### [PROVIDED TEXT]

○ ○ ○ ○ ○ ○ ○

It seems to me to be very likely that the two nodes differ in the
whitespace that they contain. Without seeing more detail, that's all I
can really say.
I'm not an enthusiast for deep-equal(). I think people have too many
different notions of what equality actually means. "Equal modulo
whitespace text nodes" is another example of such a notion.
Michael Kay
-----Original Message-----
From: owner-xsl-list(_at_)lists(_dot_)mulberrytech(_dot_)com
[mailto:owner-xsl-list(_at_)lists(_dot_)mulberrytech(_dot_)com] On Behalf Of
Vorndran, Charles P
Sent: 08 September 2003 12:36
To: 'XSL-List(_at_)lists(_dot_)mulberrytech(_dot_)com'
Subject: [xsl] A difference in node builds
I am having some difficulties using deep-equal() in Saxon
7.6.5 and the problem doesn't seem to be in the function.
Instead, the problem seems to be in the nodes that are being
compared and how those nodes are built.

○ ○ ○ ○ ○ ○ ○

### [PROVIDED INFORMATION]
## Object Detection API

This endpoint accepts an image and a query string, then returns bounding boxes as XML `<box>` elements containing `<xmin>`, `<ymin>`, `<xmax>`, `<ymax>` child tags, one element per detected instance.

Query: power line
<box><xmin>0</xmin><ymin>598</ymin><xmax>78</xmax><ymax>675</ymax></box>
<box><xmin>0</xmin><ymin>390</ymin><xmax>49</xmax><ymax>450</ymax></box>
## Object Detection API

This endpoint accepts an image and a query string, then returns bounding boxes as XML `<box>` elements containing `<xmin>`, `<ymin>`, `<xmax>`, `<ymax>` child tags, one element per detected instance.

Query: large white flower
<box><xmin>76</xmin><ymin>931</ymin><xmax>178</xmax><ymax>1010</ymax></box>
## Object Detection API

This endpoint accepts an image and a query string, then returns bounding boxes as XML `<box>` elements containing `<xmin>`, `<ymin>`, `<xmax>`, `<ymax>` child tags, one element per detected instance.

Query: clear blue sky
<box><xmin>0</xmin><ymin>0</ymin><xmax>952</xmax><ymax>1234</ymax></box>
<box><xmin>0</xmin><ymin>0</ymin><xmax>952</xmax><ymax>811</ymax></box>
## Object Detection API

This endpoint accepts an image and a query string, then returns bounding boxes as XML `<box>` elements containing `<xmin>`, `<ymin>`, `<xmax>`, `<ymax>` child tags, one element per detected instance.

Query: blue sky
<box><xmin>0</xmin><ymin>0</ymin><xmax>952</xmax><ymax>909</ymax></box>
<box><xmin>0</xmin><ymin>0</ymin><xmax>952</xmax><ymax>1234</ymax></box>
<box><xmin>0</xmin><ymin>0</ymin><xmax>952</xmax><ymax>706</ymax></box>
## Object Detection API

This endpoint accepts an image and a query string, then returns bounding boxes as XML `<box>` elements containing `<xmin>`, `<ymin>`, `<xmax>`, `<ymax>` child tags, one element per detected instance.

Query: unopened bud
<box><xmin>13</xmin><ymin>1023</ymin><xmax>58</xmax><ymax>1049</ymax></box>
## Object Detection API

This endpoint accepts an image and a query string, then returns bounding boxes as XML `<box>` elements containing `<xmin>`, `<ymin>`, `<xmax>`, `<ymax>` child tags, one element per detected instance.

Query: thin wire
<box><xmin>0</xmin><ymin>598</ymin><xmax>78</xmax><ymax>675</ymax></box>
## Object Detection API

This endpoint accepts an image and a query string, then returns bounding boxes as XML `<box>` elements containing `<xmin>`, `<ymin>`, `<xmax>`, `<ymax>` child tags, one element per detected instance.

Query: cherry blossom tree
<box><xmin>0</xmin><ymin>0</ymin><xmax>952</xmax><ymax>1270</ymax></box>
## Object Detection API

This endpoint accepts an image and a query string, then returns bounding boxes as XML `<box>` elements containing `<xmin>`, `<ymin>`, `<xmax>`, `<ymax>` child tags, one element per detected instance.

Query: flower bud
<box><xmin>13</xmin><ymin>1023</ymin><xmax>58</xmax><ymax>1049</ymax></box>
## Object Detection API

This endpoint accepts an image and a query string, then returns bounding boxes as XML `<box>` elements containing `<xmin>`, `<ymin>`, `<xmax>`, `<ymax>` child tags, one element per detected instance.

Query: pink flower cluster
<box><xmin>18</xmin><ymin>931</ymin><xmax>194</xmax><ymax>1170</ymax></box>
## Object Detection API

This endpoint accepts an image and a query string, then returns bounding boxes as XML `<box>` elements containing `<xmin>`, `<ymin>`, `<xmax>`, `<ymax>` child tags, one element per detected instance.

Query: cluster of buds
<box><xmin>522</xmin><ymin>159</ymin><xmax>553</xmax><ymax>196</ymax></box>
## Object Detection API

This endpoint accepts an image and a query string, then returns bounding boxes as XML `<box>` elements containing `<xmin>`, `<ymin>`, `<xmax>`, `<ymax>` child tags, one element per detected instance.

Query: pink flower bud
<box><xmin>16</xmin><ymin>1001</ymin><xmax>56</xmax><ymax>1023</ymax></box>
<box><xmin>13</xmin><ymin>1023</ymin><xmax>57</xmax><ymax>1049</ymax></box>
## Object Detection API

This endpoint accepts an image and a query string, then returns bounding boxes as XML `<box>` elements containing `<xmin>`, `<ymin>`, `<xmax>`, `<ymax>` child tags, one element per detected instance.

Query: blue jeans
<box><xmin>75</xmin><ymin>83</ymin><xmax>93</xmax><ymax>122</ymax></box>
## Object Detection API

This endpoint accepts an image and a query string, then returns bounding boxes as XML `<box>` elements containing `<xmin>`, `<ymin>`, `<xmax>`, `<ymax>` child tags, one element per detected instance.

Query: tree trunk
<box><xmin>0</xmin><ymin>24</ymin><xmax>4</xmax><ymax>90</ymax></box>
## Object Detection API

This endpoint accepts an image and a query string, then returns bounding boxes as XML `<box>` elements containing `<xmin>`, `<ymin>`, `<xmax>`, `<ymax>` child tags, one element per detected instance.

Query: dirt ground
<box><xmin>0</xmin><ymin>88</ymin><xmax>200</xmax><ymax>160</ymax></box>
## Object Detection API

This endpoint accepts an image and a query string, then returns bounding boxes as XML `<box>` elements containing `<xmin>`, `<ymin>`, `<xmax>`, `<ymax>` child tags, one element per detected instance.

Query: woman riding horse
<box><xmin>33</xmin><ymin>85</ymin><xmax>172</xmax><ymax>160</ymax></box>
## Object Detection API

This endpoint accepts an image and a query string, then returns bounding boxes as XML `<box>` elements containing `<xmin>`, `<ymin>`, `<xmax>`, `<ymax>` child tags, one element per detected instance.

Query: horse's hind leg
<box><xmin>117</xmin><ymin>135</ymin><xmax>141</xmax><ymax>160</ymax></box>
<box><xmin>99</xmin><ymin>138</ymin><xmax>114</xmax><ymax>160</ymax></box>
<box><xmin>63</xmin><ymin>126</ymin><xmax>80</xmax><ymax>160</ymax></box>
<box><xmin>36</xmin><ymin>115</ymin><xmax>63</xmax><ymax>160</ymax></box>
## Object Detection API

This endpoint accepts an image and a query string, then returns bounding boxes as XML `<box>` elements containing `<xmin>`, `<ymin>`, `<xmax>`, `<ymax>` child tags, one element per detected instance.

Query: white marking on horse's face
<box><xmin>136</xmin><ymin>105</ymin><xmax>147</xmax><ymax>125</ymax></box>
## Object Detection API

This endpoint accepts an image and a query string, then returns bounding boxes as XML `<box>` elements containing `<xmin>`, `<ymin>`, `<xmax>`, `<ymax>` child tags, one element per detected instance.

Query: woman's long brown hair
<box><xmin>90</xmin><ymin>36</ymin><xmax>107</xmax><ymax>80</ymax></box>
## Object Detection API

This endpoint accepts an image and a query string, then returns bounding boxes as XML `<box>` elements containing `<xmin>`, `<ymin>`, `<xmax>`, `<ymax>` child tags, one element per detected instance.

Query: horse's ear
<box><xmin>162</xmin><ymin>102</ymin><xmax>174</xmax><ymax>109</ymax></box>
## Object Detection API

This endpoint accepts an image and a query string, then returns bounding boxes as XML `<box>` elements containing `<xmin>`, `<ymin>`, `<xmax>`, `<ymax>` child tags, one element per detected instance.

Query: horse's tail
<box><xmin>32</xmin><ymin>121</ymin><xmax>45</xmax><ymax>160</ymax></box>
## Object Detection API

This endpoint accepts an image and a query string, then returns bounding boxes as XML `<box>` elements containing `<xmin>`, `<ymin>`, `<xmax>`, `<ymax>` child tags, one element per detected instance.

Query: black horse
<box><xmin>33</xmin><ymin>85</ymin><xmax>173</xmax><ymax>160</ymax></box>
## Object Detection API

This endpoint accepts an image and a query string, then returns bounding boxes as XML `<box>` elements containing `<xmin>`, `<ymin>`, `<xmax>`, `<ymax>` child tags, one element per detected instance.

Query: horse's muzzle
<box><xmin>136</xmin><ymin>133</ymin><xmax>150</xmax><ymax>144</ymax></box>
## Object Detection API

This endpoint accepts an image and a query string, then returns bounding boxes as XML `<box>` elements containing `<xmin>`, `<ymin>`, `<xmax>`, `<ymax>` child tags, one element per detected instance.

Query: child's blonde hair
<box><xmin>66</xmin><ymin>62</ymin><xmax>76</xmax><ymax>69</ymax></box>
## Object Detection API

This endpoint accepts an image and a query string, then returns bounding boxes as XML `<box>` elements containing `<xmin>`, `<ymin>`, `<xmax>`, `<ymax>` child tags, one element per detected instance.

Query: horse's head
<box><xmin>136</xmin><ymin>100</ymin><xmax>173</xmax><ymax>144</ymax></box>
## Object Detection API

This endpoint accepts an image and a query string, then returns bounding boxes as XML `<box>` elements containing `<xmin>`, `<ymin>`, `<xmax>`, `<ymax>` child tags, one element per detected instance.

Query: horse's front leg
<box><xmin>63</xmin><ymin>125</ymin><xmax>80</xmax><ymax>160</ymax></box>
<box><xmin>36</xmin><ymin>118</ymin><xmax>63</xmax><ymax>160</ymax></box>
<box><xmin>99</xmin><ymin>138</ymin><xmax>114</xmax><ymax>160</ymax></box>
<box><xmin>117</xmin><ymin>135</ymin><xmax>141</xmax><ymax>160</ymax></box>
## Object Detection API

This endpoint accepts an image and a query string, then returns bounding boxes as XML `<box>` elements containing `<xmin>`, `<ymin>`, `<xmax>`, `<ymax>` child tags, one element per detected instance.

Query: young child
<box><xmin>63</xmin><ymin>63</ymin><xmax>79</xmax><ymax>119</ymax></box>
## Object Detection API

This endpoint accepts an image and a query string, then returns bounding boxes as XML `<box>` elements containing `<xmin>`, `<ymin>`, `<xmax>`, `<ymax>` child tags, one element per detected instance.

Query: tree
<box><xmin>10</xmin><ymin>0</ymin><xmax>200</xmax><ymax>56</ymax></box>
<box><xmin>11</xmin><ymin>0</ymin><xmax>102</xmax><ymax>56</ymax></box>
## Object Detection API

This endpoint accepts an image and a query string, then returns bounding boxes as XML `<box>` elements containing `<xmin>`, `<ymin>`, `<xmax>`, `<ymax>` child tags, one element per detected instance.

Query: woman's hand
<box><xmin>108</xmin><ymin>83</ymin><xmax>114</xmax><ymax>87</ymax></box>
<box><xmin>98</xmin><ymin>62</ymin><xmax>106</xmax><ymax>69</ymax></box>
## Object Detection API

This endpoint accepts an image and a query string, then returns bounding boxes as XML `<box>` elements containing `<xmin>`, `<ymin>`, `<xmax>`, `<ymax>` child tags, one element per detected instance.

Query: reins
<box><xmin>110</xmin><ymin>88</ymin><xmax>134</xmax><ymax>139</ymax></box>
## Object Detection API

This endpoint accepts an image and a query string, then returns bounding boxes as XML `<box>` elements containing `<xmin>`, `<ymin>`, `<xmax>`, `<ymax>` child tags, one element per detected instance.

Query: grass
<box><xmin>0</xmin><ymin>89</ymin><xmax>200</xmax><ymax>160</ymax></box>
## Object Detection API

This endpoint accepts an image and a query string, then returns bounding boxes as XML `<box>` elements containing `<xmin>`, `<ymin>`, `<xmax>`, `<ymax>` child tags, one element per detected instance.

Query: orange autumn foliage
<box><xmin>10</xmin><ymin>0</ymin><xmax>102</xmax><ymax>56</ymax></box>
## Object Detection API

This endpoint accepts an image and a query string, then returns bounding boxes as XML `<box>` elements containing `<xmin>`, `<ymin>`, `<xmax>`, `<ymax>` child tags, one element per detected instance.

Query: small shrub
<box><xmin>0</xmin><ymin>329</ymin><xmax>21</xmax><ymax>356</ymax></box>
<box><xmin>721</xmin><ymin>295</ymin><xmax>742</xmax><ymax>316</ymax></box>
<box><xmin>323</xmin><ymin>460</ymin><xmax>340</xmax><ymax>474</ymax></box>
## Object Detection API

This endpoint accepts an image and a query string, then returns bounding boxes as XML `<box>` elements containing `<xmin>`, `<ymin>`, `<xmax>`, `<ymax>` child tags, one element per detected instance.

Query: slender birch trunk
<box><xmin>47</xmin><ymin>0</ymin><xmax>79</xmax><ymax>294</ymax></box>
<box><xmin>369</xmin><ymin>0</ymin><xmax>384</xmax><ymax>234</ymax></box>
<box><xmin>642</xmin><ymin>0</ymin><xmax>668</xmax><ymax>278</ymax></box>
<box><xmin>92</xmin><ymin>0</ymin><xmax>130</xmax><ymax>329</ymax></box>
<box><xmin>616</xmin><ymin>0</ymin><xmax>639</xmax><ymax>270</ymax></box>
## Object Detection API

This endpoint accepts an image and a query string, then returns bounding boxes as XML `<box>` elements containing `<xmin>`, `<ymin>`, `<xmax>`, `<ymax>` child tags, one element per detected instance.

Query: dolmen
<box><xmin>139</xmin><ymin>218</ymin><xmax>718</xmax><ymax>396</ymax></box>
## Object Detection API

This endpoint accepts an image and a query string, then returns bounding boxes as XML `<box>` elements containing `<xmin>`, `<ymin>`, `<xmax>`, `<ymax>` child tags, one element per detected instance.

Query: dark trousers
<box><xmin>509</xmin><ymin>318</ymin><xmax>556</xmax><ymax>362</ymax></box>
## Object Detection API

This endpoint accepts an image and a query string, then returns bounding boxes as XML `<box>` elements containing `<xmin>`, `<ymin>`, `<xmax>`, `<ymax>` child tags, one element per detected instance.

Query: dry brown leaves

○ ○ ○ ○ ○ ○ ○

### [WRITTEN EXERCISE 1]
Swap "endpoint" for "service" in the records, from their first line up to and including the line with "Query: power line". Give back those lines with nothing else changed.
### [WRITTEN EXERCISE 2]
Continue the message about deep-equal() in Saxon from the point where the text stops.

### [RIGHT ANSWER 1]
## Object Detection API

This service accepts an image and a query string, then returns bounding boxes as XML `<box>` elements containing `<xmin>`, `<ymin>`, `<xmax>`, `<ymax>` child tags, one element per detected instance.

Query: power line

### [RIGHT ANSWER 2]
To verify that deep-equal() works, I created an xsl test
environment that creates two nodes from two xml files on the
file system, using the
document() function. I then compared these nodes with
deep-equal(). When one file is actually a copy of the other,
deep-equal() returns a true on the comparison. When I modify
one of the input files structurally, deep-equal() returns a
false. So, I'm satisfied that deep-equal() works, at least
for what I want.
The problem is, in the real application I create a node,
NODE1, with data extracted from a larger xml input file, and
compare NODE1 to NODE2 which is imported from a file (FILE1)
using document(). FILE1 was built from a previous run of the
same stylesheet, essentially being derived from a node that
is now represented by and should have been identical to
NODE1. Even though I know that nothing has changed between
runs, deep-equal() indicates that the new NODE1 and the
imported NODE2 are not the same. Yet the files created from
the two nodes, using xsl:result-document and the same output
format, are identical according to diff.
Another reason why I suspect a node difference is that when I
change the output format to text (using xsl:output
method="text"), the text characters are the same but the
spacing, linefeeds and tabbing are drastically different.
Yeah, I know, whitespace differences shouldn't come into play
here but it does seem to cloud things up a bit.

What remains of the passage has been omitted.